Exercise
Reproduce every line of the listing as written, apart from the pictures.

Record excerpts
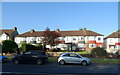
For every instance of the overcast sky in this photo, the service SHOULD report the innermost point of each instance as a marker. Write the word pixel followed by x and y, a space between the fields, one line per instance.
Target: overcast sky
pixel 101 17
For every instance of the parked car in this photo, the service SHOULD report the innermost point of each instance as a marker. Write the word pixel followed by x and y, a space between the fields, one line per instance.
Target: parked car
pixel 34 56
pixel 3 59
pixel 73 58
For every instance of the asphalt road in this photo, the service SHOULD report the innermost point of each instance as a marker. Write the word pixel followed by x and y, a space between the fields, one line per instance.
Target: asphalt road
pixel 55 68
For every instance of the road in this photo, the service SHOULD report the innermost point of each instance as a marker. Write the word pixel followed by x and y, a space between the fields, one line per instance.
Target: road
pixel 55 68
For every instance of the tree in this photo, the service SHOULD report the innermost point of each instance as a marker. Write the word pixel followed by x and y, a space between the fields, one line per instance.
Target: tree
pixel 9 46
pixel 100 52
pixel 50 37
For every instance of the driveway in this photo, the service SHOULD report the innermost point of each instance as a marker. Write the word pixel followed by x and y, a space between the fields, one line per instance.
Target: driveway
pixel 55 68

Task response
For every instance of the overcast sky in this photo, the service SHOULD report the innermost point of each instance as a marker. Write the word pixel followed by x and y, a space between the fields, one line per instance.
Target: overcast sky
pixel 101 17
For every instance of the parked car in this photo, the service SHOULD report the innermost point of each instance as a marker. Write the word pixel followed by x and y, a space between the fields, one line per instance.
Target: parked car
pixel 34 56
pixel 3 59
pixel 73 58
For every instance of the asphalt road in this photo, the service SHOULD report the innermost point of each instance as a marker. Write the word pixel followed by x and y, a space between the fields, one line per instance.
Target: asphalt road
pixel 55 68
For every instance of the road in this photo, the service SHOULD report the innermost point of each instance as a marker. Write the word pixel followed by x and y, a space between the fields, one line per instance.
Target: road
pixel 55 68
For every instance of the tree in this photo, the service SHOULD report the innermost point of each instance as a marker. Write the word pixel followed by x and y, a space between the fields, one line per instance.
Target: tree
pixel 9 46
pixel 100 52
pixel 50 37
For every instance of the driveway in this photo, the service SHOULD report the innermost point of each instance as a marker. Write the word pixel followed by x and y, a space between the fields, one line per instance.
Target: driveway
pixel 55 68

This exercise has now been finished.